Task brief
Reproduce the records. Keep every word exact and include no images.

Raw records
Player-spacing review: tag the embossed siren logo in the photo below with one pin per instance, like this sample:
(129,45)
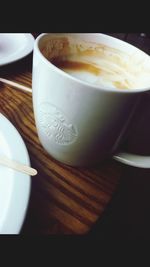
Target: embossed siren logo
(55,125)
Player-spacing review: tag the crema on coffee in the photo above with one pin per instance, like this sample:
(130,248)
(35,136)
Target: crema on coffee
(99,64)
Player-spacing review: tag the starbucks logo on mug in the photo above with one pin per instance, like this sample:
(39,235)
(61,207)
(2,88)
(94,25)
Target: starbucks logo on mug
(55,125)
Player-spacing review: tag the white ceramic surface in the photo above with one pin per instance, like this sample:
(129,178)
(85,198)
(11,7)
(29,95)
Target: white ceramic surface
(14,186)
(79,123)
(15,46)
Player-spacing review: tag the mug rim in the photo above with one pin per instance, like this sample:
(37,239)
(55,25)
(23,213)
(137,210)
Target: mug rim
(84,83)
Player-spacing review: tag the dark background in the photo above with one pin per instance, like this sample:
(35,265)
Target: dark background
(128,214)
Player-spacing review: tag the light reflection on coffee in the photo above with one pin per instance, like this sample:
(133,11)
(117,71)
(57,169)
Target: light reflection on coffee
(97,63)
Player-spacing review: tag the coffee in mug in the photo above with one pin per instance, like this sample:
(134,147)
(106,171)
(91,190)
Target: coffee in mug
(86,88)
(96,63)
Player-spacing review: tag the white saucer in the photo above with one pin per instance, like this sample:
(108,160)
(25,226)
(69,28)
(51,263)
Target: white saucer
(14,186)
(15,46)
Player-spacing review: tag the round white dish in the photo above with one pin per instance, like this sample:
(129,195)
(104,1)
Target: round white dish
(15,46)
(14,186)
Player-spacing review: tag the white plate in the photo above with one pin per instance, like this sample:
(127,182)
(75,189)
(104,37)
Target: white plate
(15,46)
(14,186)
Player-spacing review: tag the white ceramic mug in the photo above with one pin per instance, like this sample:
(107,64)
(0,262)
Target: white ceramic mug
(79,123)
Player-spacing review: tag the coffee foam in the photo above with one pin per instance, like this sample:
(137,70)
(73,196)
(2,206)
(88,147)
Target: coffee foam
(97,63)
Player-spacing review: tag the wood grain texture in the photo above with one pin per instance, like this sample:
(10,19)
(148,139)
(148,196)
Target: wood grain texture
(63,200)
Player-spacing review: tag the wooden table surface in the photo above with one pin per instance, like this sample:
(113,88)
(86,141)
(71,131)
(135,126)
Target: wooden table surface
(63,199)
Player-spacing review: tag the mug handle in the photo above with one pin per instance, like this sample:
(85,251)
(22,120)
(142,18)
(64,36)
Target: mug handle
(134,160)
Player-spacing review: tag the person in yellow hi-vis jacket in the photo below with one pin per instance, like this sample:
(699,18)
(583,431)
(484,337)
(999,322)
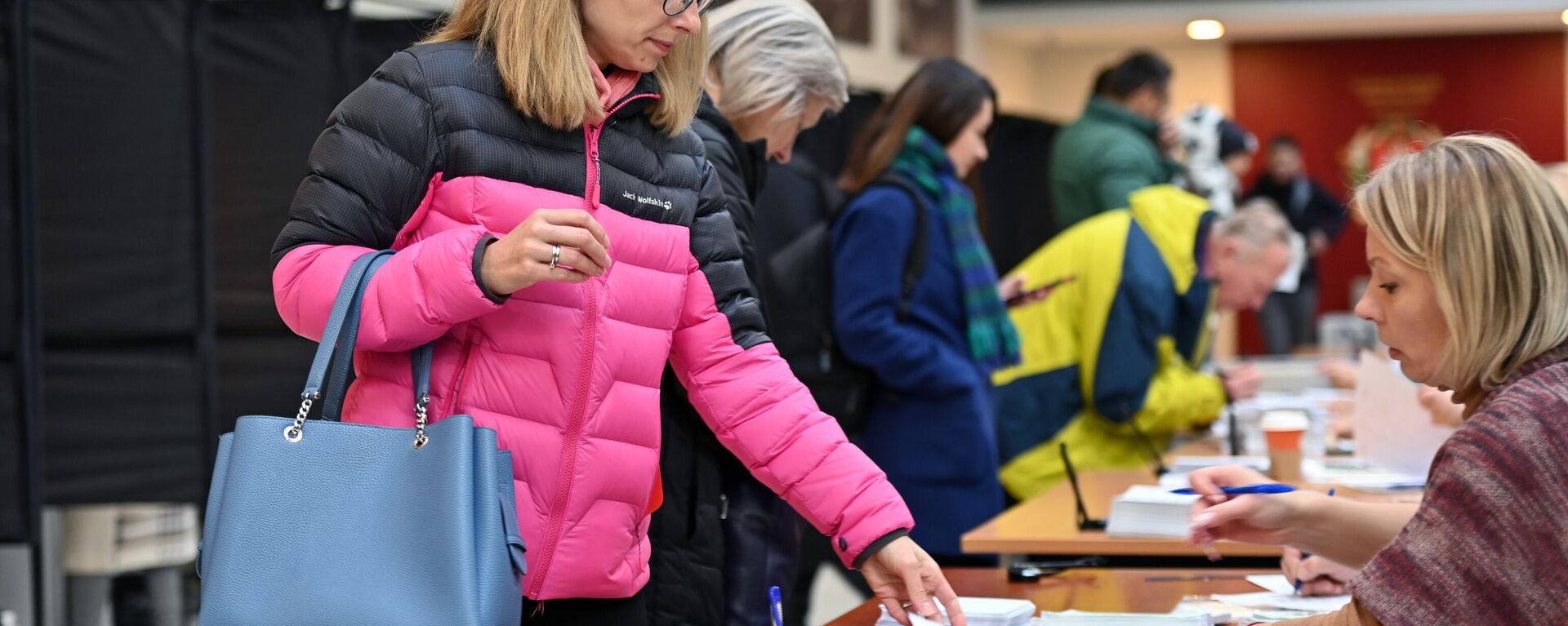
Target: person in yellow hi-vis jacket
(1116,326)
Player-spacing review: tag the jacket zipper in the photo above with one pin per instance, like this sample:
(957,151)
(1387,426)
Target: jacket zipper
(579,406)
(458,374)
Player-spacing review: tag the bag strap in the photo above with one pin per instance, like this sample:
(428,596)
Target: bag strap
(347,297)
(344,355)
(915,261)
(334,357)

Response to this task
Player-spacing review: tag the embossed siren logo in the photo below with one pin per instance, like this sample:
(129,45)
Target: embossed siren logo
(55,125)
Player-spacing review: tag the crema on coffee in the photo above with one pin per instance, like this sample:
(130,248)
(35,136)
Target: crema on coffee
(99,64)
Player-spacing review: tag the starbucks logo on mug in the photo above with one pin per instance, like this sample:
(39,235)
(61,207)
(2,88)
(94,25)
Target: starbucks logo on mug
(55,125)
Player-spacing review: tag the white ceramic surface in the photo above with one pin per instance, like this sample:
(129,178)
(85,198)
(11,7)
(29,95)
Target: white ceramic surface
(14,186)
(79,123)
(15,46)
Player-spacing review: tag the mug rim in the photo above with one pin per instance, like this sample:
(37,239)
(55,25)
(23,213)
(137,210)
Target: mug rim
(84,83)
Player-spacing review: tag the dark background in the photo above with one pin per instance, like this sample:
(35,265)
Target: dark background
(128,214)
Player-spacing review: tag the light reflection on coffee in the photo above with one pin per instance, like this sample:
(133,11)
(117,71)
(57,169)
Target: light reflection on coffee
(97,63)
Player-spacing review: tag the coffee in mug in the photo above with one pin per instance, like this sample:
(134,147)
(106,171)
(91,190)
Target: coffee in mug
(86,88)
(96,63)
Player-spacing review: tag the white saucer in the photo above with one pin per instance, like this sample:
(108,160)
(25,226)
(69,28)
(51,263)
Target: white saucer
(14,186)
(15,46)
Player-spacing review: tag the round white dish in the photo above with one pin per instance, like this sample:
(129,195)
(104,1)
Target: round white dish
(15,46)
(14,186)
Player-spacing review: tag the white plate in the photo above with one pin per instance, like this sample:
(127,182)
(75,189)
(104,37)
Target: white plate
(15,46)
(14,186)
Player-spacing review: tag the white ceramic mug in the photo above with one pin per instance, like this sample:
(107,64)
(0,262)
Target: white ceramic mug
(79,123)
Player-spacing review: tag the coffee foam in the photo above with one pin per instance, like this sample:
(137,70)
(73,196)
(2,206)
(88,147)
Target: coffee foam
(97,63)
Player-spacing review: tag the wood grain texture in the photo above with one pin per instance, like this sample:
(10,19)
(148,139)
(148,196)
Target: wood grain texture
(63,200)
Player-spacing review: tag the wooden table surface in the photo above with one pin per instance, like this sample:
(113,88)
(86,141)
(71,131)
(135,126)
Target: wooden table surface
(63,199)
Player-spacing review: tag the mug handle in the photo above with one pin per instance, like this sample:
(85,251)
(22,120)
(142,18)
(64,36)
Target: mug handle
(134,160)
Player-spacing review: tag the person in yellow hi-vis jacket in the photo below with one pin per instance, like this sample:
(699,18)
(583,431)
(484,337)
(999,322)
Target: person in yellow hi-vis jacket
(1116,326)
Player-spacing review: tag the jacket zipper in the photo above with one pin per instance, like this sample:
(957,151)
(1387,426)
Target: jacket zipper
(579,406)
(458,374)
Player-spacing review: tag the bag strap in the photo above with one pin per instance, like this sample:
(428,596)
Target: bag strap
(347,297)
(344,355)
(915,261)
(334,357)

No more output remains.